Teks Dokumen:
───

Ekonomi & Bisnis

Pedagang Ketupat Keluhkan Pasokan Janur Mulai Langka

Ekonomi & Bisnis

5 Juni 2019 23:32 WIB

Penjual ketupat di Pasar Legi Solo.


SOLO, solotrust.com - Hari Raya Idul Fitri atau Lebaran identik dengan ketupat. Tak heran, banyak pedagang ketupat musiman yang muncul di beberapa pasar tradisional di Kota Solo. Tahun ini sejumlah pedagang ketupat mengeluhkan penjualan ketupat lebih sepi dibanding periode Lebaran sebelumnya.



Baca juga:

Pemkot Gelar Salat Id, Momentum Lebaran Umat Diajak Rajut Silaturahmi

 

Salah seorang pedagang ketupat di Pasar Legi, Feni Dian Ahzari (32) mengatakan, pihaknya mulai berjualan longsongan ketupat sejak H-2 Lebaran. Dan kegiatan berjualan ketupat ini sudah rutin dilakukan setiap tahunnya di pasar induk di kota Solo tersebut.

───

Baris Data:
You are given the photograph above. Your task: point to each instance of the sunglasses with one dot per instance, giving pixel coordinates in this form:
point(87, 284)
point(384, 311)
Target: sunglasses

───

Soal Singkat:
Ringkaslah paragraf dalam berita tentang pedagang ketupat di atas yang diawali "Salah seorang pedagang ketupat di Pasar Legi" menjadi satu kalimat tanpa menghilangkan fakta utamanya.

Jawaban:
Feni Dian Ahzari (32), pedagang ketupat di Pasar Legi, mulai menjual longsongan ketupat sejak H-2 Lebaran, seperti yang rutin ia lakukan setiap tahun di pasar induk Kota Solo itu.